━━━ RECORDS SHOWN ━━━

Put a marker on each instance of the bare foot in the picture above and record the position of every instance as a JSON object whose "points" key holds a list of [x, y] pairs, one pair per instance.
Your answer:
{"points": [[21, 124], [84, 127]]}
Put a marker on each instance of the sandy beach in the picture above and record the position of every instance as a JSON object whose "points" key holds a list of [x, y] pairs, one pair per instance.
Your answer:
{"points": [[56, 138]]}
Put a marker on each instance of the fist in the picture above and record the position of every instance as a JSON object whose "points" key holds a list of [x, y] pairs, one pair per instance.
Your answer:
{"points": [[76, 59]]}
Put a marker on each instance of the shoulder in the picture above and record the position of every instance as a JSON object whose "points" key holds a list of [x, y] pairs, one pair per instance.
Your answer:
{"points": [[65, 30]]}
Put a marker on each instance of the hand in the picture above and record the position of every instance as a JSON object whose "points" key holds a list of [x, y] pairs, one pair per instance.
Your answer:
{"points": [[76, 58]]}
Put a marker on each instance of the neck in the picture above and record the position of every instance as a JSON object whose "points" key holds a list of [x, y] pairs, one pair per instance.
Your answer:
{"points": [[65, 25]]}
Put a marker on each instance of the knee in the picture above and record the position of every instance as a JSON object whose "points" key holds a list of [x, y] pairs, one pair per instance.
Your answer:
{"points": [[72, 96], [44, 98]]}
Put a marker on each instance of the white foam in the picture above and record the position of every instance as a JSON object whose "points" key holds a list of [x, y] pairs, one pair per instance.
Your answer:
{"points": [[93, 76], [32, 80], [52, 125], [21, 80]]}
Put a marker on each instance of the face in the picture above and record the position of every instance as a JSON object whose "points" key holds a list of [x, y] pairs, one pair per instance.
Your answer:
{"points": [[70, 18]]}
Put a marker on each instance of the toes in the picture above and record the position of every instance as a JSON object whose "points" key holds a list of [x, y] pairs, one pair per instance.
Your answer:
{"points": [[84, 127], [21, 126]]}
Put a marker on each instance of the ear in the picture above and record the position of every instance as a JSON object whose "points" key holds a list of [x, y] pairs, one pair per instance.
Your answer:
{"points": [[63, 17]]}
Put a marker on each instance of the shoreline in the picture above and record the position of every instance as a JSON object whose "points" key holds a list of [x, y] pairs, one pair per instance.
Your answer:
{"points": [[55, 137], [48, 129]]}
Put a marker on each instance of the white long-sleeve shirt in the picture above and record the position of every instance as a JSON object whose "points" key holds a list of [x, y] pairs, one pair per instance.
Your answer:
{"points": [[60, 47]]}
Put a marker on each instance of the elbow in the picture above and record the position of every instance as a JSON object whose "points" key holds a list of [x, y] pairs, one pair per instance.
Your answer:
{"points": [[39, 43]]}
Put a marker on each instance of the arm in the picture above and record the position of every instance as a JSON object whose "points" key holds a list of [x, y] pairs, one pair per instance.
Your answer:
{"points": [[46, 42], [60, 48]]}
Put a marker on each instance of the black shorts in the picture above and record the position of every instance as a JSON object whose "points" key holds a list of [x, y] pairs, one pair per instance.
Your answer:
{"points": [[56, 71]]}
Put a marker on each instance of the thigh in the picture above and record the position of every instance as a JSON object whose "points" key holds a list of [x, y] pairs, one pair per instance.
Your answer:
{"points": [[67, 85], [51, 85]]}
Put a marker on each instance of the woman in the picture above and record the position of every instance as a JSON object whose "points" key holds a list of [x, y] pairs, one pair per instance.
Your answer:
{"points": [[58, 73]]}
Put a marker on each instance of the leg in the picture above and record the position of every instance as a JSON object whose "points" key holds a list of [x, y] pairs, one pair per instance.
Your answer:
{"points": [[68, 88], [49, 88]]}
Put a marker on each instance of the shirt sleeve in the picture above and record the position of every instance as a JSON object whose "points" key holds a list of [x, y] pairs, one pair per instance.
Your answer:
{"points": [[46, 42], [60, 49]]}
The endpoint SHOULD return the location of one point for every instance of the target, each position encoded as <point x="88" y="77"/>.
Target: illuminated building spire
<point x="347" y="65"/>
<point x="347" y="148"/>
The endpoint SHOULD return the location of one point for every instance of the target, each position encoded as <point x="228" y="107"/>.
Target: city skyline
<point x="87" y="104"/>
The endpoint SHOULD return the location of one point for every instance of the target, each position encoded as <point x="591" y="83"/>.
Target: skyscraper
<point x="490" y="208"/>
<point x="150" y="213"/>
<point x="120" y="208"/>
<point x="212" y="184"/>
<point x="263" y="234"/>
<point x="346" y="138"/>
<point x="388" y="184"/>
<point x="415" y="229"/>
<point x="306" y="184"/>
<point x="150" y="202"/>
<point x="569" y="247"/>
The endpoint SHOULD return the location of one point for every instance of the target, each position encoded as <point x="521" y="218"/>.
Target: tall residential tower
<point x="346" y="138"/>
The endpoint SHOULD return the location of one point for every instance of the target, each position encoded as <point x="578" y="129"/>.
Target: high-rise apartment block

━━━

# TRY IT
Whenever a line in the records above contains the string "shirt", copy that line.

# RESULT OF THIS EXERCISE
Put a marker on each instance of the white long-sleeve shirt in the picture above and record the position of every instance as a JSON object whose "points" key holds a list of [x, y] pairs, one pair per instance.
Put a marker on each instance of the shirt sleeve in the picture above and record the position of every instance as a JSON object whose "points" key holds a list of [x, y] pairs, one pair per instance.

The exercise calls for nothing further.